Requirements
Set out every line of the rows below as a Markdown table with the columns No. and Text, numbering the lines in order and leaving out blank lines.

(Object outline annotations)
* START *
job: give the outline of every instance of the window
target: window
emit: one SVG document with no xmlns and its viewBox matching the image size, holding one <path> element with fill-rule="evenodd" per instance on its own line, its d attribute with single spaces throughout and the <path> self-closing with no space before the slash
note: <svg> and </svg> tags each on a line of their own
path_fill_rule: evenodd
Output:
* END *
Correct answer
| No. | Text |
|---|---|
| 1 | job: give the outline of every instance of the window |
| 2 | target: window |
| 3 | emit: one SVG document with no xmlns and its viewBox matching the image size, holding one <path> element with fill-rule="evenodd" per instance on its own line, its d attribute with single spaces throughout and the <path> self-closing with no space before the slash |
| 4 | note: <svg> and </svg> tags each on a line of their own |
| 5 | path_fill_rule: evenodd |
| 6 | Output: |